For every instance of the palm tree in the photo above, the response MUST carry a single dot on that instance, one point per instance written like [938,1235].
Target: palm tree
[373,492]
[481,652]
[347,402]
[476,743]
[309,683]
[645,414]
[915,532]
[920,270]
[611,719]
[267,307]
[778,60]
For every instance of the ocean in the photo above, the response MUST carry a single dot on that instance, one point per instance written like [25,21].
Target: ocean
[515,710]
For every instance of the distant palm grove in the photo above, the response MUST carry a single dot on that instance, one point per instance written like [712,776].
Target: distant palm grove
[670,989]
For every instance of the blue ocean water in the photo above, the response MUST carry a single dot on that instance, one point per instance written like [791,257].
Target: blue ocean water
· · · · ·
Directive: Could you render every line of the items above as a JSON list of strings, with one string per line and blank lines left out?

Exercise solution:
[
  "For every instance of the palm tree in the photo above, the response MUST carry a single dot on that instance, one point per instance written like [938,1235].",
  "Target: palm tree",
  "[373,492]",
  "[481,652]",
  "[347,402]",
  "[476,743]",
  "[309,683]",
  "[645,414]",
  "[915,532]",
  "[920,270]",
  "[611,719]",
  "[267,307]",
  "[778,60]",
  "For every instance of the ocean in the photo above, the response MUST carry a single dot on that instance, one point per instance written like [25,21].",
  "Target: ocean",
  "[515,710]",
  "For every instance of the distant palm grove in the photo above, the response MUST carry a single dot on that instance, one point per instance written like [712,776].",
  "Target: distant palm grove",
  "[670,989]",
  "For every instance of the blue ocean water in the photo above, the response MUST carry a single dot on that instance, one point per instance written like [791,257].",
  "Target: blue ocean water"
]